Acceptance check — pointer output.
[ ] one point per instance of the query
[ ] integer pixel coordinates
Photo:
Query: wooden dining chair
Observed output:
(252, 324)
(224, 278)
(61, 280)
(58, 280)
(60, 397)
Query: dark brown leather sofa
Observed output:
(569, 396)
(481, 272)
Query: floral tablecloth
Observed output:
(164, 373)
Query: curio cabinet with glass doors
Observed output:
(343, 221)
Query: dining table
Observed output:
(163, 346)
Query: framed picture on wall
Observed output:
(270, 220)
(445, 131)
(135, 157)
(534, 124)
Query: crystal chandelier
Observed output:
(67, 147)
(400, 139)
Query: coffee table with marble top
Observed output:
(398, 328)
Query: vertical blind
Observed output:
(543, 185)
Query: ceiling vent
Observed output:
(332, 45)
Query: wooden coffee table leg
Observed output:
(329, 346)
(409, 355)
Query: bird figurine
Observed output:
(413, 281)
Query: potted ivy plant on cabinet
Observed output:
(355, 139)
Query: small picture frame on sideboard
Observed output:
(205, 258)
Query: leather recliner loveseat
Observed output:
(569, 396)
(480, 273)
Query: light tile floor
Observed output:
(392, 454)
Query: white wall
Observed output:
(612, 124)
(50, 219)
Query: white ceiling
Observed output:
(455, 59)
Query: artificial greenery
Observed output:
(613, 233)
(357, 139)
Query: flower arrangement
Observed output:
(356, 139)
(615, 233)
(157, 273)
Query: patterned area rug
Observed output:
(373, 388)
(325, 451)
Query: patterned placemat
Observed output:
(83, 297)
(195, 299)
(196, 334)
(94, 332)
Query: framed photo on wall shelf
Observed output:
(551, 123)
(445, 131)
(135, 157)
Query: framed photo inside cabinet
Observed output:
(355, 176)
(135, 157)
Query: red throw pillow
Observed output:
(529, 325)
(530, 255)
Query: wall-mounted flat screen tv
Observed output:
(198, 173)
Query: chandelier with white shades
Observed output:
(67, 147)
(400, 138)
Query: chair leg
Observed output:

**Assignment:** Pull every line containing "framed" from the material above.

**Worked solution:**
Query: framed picture on wall
Query: framed photo on wall shelf
Query: framed photo inside cabinet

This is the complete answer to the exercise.